*Written request:* Transcribe only the part of the listing below that begins at the line containing "find white chocolate" and runs to its final line, keeping both ends.

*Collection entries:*
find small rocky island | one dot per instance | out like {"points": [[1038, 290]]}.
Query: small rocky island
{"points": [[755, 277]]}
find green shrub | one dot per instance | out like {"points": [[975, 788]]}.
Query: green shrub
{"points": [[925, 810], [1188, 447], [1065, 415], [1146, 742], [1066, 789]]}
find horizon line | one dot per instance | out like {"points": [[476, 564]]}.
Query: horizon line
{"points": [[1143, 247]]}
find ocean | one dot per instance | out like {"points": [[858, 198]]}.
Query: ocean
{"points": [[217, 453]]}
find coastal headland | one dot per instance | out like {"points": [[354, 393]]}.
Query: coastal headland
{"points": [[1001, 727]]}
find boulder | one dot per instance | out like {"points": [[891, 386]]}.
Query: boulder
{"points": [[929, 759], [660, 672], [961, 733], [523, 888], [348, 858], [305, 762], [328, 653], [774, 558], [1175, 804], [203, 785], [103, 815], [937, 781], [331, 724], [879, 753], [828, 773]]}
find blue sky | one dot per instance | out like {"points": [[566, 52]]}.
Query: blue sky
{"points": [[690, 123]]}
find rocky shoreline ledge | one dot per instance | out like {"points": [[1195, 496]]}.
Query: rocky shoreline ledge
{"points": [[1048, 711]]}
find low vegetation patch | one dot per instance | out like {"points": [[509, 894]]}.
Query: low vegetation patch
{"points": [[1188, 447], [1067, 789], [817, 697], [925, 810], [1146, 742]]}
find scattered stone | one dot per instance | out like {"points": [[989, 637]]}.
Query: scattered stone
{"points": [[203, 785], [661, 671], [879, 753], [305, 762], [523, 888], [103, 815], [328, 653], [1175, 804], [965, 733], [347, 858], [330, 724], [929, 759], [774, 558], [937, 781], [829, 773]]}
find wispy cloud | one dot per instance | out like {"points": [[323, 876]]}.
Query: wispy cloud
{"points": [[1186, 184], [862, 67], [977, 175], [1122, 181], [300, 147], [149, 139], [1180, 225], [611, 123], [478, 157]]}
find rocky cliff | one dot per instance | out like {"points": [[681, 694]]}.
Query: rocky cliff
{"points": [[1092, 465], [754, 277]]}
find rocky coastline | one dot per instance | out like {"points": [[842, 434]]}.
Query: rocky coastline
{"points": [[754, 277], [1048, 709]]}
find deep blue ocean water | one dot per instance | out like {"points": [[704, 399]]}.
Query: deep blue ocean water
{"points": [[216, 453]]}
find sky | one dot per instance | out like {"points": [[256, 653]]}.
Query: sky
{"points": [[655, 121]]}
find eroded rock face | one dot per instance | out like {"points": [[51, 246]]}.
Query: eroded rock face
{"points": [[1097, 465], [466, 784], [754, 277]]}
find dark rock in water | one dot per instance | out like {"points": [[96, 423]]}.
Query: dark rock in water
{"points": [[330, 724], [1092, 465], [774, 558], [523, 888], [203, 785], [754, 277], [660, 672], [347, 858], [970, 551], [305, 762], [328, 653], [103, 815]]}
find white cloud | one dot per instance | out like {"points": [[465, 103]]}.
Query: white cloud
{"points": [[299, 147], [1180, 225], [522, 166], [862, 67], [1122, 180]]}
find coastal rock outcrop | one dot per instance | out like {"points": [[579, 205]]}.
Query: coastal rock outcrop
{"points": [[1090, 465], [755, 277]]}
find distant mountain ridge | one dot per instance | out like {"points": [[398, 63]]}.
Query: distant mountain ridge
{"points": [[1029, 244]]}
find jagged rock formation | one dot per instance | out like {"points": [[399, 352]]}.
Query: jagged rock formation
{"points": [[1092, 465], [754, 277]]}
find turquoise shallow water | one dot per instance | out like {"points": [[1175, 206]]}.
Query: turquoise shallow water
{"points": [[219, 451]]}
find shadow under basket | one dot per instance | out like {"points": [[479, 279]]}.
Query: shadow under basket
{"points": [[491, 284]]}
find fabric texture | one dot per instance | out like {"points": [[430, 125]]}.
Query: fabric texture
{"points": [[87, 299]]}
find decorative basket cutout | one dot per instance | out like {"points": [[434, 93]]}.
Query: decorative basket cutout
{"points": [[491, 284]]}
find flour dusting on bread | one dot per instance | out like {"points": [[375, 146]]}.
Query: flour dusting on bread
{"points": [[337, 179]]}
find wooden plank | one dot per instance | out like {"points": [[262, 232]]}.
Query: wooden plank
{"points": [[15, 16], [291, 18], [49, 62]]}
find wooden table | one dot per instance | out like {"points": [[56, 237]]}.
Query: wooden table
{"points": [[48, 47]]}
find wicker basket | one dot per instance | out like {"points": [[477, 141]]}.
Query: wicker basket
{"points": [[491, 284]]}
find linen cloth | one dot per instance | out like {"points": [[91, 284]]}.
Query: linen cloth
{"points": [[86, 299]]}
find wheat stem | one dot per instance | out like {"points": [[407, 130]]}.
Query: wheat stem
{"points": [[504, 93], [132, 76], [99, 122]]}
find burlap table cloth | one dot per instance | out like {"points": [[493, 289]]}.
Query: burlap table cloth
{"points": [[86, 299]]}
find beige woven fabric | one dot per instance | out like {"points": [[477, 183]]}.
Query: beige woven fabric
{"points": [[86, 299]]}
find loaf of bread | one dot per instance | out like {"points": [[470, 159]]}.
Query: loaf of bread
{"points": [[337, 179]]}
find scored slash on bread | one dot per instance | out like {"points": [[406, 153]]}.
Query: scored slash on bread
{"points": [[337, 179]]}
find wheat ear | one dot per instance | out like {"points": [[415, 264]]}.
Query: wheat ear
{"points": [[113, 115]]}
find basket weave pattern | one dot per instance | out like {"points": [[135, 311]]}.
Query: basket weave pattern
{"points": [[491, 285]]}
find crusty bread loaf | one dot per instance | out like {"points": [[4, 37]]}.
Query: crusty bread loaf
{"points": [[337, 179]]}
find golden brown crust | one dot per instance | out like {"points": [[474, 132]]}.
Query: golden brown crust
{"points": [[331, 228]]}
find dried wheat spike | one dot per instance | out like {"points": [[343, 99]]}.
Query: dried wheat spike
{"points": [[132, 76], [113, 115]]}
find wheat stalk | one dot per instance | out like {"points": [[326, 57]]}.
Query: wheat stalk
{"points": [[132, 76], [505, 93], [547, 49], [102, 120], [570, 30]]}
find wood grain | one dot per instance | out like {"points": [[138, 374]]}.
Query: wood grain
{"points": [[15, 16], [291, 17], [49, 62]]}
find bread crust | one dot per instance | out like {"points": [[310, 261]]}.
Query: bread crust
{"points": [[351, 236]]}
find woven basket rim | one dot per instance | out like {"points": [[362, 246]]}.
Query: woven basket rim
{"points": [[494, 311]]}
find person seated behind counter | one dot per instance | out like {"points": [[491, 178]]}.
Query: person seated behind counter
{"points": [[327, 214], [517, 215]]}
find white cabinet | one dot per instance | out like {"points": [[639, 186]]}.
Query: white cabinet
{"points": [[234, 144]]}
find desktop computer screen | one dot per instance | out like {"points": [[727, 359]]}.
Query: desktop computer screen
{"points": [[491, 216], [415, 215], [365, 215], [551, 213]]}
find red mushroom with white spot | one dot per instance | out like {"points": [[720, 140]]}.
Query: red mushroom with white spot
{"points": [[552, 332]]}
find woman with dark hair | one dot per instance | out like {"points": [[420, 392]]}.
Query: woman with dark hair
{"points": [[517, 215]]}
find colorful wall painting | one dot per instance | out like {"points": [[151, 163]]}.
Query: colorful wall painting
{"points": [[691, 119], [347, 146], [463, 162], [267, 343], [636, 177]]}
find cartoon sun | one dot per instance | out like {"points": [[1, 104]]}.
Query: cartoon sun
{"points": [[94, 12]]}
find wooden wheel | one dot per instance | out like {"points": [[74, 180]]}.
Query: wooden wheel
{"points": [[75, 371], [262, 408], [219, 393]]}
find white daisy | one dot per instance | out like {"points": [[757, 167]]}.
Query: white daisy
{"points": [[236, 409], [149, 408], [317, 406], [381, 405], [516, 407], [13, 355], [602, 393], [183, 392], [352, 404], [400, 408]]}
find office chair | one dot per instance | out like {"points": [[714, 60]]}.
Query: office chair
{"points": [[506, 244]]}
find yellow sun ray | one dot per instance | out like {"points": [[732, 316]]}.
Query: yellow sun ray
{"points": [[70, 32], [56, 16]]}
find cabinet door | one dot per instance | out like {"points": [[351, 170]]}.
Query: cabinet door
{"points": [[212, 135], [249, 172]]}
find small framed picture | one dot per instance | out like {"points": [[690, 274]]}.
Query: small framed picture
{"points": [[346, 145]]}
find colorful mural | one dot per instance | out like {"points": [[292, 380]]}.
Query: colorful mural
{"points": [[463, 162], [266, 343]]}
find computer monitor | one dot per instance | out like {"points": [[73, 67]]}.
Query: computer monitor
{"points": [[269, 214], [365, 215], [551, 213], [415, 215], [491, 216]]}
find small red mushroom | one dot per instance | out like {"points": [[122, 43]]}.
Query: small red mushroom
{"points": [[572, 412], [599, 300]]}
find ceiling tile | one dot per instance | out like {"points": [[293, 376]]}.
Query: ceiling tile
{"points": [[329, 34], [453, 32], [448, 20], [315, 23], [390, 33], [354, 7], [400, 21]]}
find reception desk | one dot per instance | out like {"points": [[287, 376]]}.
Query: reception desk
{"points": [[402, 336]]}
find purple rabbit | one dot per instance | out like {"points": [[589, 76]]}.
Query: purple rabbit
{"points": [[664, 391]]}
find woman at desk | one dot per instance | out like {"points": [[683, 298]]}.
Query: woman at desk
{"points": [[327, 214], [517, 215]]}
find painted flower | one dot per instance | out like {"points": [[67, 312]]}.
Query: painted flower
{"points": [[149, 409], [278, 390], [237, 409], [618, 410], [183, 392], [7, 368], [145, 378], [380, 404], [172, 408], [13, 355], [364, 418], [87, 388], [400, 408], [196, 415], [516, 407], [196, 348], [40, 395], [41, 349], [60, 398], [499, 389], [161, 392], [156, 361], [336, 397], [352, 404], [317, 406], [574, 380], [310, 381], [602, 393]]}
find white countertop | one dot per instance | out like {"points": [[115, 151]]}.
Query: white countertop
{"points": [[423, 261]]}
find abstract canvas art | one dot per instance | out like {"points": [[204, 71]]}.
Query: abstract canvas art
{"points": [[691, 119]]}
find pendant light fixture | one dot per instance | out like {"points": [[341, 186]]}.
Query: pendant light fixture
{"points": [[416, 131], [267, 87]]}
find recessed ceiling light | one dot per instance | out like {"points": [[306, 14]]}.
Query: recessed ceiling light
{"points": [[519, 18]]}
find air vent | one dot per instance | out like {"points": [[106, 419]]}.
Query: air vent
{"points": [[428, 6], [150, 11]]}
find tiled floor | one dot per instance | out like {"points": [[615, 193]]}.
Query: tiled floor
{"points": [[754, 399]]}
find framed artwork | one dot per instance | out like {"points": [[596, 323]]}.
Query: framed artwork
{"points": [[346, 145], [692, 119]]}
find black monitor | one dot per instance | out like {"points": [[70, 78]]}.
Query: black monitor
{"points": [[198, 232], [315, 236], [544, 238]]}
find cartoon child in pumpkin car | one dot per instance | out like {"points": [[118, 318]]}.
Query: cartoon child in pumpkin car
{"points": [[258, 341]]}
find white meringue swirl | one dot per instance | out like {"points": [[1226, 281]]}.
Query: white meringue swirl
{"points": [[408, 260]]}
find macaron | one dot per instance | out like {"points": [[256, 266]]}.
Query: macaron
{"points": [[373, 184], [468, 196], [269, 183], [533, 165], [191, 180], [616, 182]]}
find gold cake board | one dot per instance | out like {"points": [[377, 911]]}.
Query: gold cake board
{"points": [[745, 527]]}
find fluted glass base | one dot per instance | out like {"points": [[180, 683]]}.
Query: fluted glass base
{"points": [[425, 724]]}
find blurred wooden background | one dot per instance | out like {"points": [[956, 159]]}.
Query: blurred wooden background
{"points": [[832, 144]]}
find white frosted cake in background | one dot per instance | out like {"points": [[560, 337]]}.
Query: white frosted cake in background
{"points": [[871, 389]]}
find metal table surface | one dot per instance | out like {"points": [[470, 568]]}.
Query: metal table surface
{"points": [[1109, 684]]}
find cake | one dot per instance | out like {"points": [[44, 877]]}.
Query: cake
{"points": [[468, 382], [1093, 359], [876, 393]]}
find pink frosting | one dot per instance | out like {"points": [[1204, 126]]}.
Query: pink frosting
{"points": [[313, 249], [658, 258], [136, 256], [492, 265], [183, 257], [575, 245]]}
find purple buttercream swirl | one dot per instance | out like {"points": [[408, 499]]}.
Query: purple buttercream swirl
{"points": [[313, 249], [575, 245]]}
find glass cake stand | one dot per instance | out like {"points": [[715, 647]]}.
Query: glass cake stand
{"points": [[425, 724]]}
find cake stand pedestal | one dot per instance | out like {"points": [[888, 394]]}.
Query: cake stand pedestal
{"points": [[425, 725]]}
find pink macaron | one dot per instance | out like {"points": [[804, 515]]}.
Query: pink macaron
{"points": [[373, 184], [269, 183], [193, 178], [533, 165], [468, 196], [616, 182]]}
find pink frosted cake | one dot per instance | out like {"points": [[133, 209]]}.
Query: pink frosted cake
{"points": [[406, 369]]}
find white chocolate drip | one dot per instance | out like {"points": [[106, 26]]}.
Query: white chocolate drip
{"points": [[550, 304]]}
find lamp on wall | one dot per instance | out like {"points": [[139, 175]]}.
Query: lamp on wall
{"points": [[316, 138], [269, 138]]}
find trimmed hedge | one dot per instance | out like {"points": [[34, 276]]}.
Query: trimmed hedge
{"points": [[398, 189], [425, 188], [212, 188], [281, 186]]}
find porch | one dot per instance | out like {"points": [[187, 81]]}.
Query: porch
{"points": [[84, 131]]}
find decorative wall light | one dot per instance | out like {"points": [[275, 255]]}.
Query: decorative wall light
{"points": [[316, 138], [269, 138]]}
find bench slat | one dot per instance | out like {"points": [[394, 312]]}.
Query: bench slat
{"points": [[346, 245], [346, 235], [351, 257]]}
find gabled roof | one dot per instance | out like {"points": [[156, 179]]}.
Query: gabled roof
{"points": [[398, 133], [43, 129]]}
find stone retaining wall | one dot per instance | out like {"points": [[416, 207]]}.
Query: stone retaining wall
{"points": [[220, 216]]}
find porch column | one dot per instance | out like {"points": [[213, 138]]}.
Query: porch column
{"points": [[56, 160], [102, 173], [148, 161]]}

*Reply to the exercise:*
find white chocolate drip | one dot per instance | out like {"points": [[106, 26]]}.
Query: white chocolate drip
{"points": [[550, 304]]}
find lamp on wall | one dot per instance | out like {"points": [[139, 175]]}.
Query: lamp on wall
{"points": [[316, 138], [269, 138]]}
find trimmed hedge | one dot per instance | out like {"points": [[34, 276]]}.
Query: trimmed hedge
{"points": [[398, 189], [425, 188], [212, 188], [281, 186]]}
find porch | one dot per instance | out like {"points": [[187, 81]]}.
Query: porch
{"points": [[84, 131]]}
find decorative wall light | one dot per instance | out like {"points": [[275, 255]]}.
Query: decorative wall light
{"points": [[316, 138], [269, 138]]}
find bench slat | one dot per instance | out like {"points": [[394, 312]]}.
Query: bench slat
{"points": [[346, 245], [346, 235], [351, 257]]}
find gabled roof | one dot per instance | out like {"points": [[156, 179]]}.
Query: gabled roof
{"points": [[398, 133], [43, 129]]}
find stone retaining wall | one dot per instance | out like {"points": [[416, 207]]}.
Query: stone retaining wall
{"points": [[220, 216]]}
find porch column | one dot per instance | out like {"points": [[213, 138]]}.
Query: porch column
{"points": [[56, 160], [102, 173], [148, 161]]}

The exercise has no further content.